--- start PROVIDED PASSAGE ---

Robert Mickens, writing for The Tablet of London, observes: “Pope Francis has re-confirmed Cardinal Marc Ouellet PSS, 69, as prefect of the Congregation for Bishops, an office he has headed since 2010. But the Pope today also significantly altered the Congregation’s membership by replacing three leading conservatives – including US Cardinal Raymond Burke, 65.” (link)

 

Gerard O’Connell, writing for Vatican Insider of Turin’s La Stampa newspaper, put the matter this way: “Apart from the new appointments, surely the most striking aspect of the Pope’s decision was the non-confirmation of several very highly influential members of the congregation, among them the American cardinals Raymond Burke and Justin Rigali, the Italian cardinals Mauro Piacenza and Angelo Bagnasco, and the Spanish cardinal Antonio Rouco Varela.”

--- end PROVIDED PASSAGE ---
--- start PROVIDED MATERIAL ---

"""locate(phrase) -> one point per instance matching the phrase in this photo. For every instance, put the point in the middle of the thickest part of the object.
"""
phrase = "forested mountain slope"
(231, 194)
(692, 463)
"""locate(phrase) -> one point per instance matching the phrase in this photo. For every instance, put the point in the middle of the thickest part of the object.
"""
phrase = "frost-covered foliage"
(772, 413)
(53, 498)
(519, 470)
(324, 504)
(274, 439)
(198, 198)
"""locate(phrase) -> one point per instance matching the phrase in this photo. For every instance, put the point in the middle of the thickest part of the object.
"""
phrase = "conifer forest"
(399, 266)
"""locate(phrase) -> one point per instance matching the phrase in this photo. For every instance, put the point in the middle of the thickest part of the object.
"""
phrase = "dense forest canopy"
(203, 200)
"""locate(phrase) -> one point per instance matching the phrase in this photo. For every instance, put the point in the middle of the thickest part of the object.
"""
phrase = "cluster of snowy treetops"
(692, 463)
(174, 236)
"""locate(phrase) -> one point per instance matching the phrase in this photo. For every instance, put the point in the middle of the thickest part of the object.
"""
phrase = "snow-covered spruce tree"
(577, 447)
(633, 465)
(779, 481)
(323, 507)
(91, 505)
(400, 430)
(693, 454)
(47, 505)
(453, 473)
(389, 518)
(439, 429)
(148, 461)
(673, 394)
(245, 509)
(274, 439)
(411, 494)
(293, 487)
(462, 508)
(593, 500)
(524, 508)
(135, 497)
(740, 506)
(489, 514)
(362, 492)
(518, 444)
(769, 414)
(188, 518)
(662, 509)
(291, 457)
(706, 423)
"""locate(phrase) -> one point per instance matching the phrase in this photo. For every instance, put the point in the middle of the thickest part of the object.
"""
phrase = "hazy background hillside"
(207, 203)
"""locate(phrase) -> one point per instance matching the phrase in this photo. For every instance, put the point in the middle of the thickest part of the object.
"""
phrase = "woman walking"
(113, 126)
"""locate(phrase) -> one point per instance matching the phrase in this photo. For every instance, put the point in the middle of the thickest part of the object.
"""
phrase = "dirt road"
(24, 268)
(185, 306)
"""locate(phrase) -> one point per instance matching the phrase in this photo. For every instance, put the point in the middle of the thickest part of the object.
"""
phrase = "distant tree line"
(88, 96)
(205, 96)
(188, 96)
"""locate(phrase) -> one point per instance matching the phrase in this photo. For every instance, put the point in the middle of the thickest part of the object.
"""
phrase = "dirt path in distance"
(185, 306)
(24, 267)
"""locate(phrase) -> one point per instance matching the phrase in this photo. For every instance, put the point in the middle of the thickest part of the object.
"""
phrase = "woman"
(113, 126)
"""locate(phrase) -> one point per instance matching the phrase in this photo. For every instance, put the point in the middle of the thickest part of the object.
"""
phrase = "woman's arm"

--- end PROVIDED MATERIAL ---

TASK GOAL:
Answer these questions using the passage on the Congregation for Bishops:
(a) Since what year has Cardinal Marc Ouellet headed the Congregation for Bishops?
(b) According to Gerard O'Connell, which two Italian cardinals were not confirmed as members?
(c) What age is given for Cardinal Raymond Burke?

ANSWER FOR THIS EXERCISE:
(a) 2010
(b) Mauro Piacenza and Angelo Bagnasco
(c) 65